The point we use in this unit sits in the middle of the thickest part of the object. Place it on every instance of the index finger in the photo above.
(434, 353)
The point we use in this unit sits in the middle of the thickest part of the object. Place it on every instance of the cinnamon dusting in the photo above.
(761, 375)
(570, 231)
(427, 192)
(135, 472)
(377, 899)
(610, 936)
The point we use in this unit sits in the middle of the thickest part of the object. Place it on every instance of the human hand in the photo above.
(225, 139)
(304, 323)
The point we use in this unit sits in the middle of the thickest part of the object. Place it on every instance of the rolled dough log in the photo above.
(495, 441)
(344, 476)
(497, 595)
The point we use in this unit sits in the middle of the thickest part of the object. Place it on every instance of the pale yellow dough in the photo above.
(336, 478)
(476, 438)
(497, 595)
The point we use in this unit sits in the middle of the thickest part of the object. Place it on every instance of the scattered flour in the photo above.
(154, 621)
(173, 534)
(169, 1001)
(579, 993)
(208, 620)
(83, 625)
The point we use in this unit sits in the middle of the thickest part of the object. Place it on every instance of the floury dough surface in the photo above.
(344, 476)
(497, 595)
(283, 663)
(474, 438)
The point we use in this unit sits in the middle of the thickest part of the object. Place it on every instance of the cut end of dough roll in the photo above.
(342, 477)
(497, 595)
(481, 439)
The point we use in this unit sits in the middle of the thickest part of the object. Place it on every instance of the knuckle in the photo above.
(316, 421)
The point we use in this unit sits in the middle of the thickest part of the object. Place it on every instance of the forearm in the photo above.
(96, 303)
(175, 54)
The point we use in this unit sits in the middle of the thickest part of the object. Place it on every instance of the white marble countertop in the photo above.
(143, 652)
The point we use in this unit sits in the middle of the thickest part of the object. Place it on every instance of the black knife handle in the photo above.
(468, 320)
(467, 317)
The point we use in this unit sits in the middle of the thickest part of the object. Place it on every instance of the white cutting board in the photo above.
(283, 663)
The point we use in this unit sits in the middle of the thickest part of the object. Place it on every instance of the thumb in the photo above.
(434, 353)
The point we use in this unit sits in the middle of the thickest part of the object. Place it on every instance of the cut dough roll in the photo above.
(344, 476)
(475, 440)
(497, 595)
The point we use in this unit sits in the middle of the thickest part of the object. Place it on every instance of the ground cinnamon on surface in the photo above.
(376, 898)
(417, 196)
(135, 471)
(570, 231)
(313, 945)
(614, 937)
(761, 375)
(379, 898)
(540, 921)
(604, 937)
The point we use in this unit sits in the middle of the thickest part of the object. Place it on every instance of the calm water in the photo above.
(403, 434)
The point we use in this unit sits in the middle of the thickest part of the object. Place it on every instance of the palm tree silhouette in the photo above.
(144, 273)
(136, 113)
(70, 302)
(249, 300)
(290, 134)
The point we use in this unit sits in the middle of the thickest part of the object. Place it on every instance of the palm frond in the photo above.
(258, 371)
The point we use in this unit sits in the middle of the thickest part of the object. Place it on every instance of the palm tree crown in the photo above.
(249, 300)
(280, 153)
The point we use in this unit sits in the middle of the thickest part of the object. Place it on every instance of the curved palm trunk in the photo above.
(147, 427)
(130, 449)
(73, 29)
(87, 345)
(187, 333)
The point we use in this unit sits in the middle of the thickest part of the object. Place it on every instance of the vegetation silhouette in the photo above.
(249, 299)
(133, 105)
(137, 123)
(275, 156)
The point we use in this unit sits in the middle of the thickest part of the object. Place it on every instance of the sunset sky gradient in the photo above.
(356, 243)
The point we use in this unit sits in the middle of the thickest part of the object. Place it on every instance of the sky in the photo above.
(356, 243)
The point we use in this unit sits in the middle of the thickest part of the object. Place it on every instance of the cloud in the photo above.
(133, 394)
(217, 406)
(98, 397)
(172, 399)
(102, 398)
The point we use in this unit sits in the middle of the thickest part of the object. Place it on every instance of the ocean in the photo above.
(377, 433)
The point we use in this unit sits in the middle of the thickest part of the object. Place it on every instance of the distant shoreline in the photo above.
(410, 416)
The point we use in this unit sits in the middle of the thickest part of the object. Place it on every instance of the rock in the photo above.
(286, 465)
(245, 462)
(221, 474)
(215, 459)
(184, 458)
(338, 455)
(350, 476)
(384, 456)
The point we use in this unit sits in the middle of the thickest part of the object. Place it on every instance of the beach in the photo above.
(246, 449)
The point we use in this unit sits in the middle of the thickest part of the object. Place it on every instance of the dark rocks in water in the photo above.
==============================
(Problem to work on):
Output each entry precisely as given.

(Response to this exercise):
The point we use in this unit sits in the middle of the thickest part of the object. Place it on every instance of the index finger in the photo above.
(434, 353)
The point we use in this unit sits in the middle of the thickest part of the object. Place it on every instance of the cinnamon dusting in the photo above.
(761, 375)
(570, 231)
(427, 192)
(135, 472)
(377, 899)
(610, 936)
The point we use in this unit sits in the middle of the thickest part of the object. Place it on every instance of the human hand in the photo above.
(225, 139)
(304, 323)
The point we use in this unit sits in the middle of the thickest part of the object. Place it on every instance of the rolled dough log in the photo above.
(495, 441)
(344, 476)
(497, 595)
The point we use in this unit sits in the middle of the thickest part of the object. Place it on every instance of the pale yellow dough in the photo above.
(336, 478)
(476, 438)
(497, 595)
The point we use in this unit sits in the middle of the thickest part of the object. Place it on every instance of the scattered flour in the photo above.
(154, 621)
(173, 534)
(169, 1001)
(579, 993)
(208, 620)
(83, 625)
The point we use in this unit sits in the middle of the thickest part of the object. Place it on every instance of the floury dough surface in the photo above.
(344, 476)
(497, 595)
(283, 663)
(474, 438)
The point we use in this unit sits in the middle of the thickest part of the object. Place it on every instance of the cut end of dough roll in the photo above.
(342, 477)
(497, 595)
(481, 439)
The point we use in this unit sits in the middle of the thickest part of the object. Place it on every instance of the knuckle in the photo above.
(316, 421)
The point we use in this unit sits in the middle of the thickest part of the object. Place it on every instance of the forearm in the photo above.
(96, 303)
(175, 54)
The point we use in this unit sits in the middle of the thickest part of the object. Place it on every instance of the white marble countertop in the photo above.
(143, 652)
The point we use in this unit sits in the middle of the thickest part of the object. Place it on every instance of the black knife handle in the photo above.
(468, 320)
(467, 317)
The point we use in this unit sits in the middle of the thickest part of the object. Place it on every instance of the white cutting board in the photo above.
(283, 663)
The point we use in this unit sits in the middle of the thickest part of the object. Place it on every instance of the thumb in the photo above.
(434, 353)
The point we use in this unit sits in the middle of the thickest part of the object. Place it on every instance of the cut dough roll in the photo above.
(344, 476)
(475, 440)
(497, 595)
The point we use in this unit sits in the middle of the thickest part of the object. Place it on every instance of the ground cinnamon on surface in the photo above.
(376, 898)
(417, 196)
(135, 471)
(570, 231)
(313, 945)
(614, 937)
(761, 375)
(379, 898)
(540, 921)
(604, 937)
The point we use in this unit sits in the middle of the thickest part of the object. Place it on every instance of the calm water in the photo above.
(403, 434)
The point we use in this unit sits in the middle of the thickest part of the object. Place it on every instance of the palm tree silhouette in the photo above.
(144, 273)
(136, 113)
(70, 302)
(249, 300)
(290, 134)
The point we use in this unit sits in the middle of the thickest part of the object. Place it on every instance of the palm frond in the photo above.
(258, 371)
The point we use in this unit sits in the middle of the thickest part of the object. Place it on every instance of the palm tree crown in the photo above.
(249, 300)
(280, 153)
The point we use in this unit sits in the middle of the thickest part of the object. Place it on every instance of the curved palm trunk in the photo above.
(147, 427)
(130, 449)
(73, 29)
(87, 345)
(187, 333)
The point we use in this unit sits in the middle of the thickest part of the object. Place it on every instance of the vegetation silhouette in the photo above.
(249, 299)
(133, 105)
(137, 123)
(275, 156)
The point we use in this unit sits in the middle of the thickest part of the object. Place it on every instance of the sunset sky gradient in the photo above.
(356, 243)
The point we use in this unit sits in the middle of the thickest part of the object. Place it on every instance of the sky in the photo above.
(356, 243)
The point we use in this unit sits in the middle of the thickest part of the object. Place it on every instance of the cloud in the photo above.
(133, 394)
(217, 406)
(98, 397)
(172, 399)
(102, 398)
The point we use in this unit sits in the middle of the thickest part of the object. Place it on every instance of the ocean in the photo above.
(377, 433)
The point we use in this unit sits in the middle of the thickest part of the object. Place it on every instance of the distant shoreline in the photo above.
(410, 416)
The point we use in this unit sits in the middle of the thickest part of the object. Place it on every instance of the rock in the photo above.
(286, 465)
(245, 462)
(221, 474)
(215, 459)
(184, 458)
(338, 455)
(350, 476)
(384, 456)
The point we use in this unit sits in the middle of the thickest part of the object. Place it on every instance of the beach in the photo above.
(246, 449)
The point we use in this unit sits in the middle of the thickest part of the object. Place it on every instance of the dark rocks in water in the photo above.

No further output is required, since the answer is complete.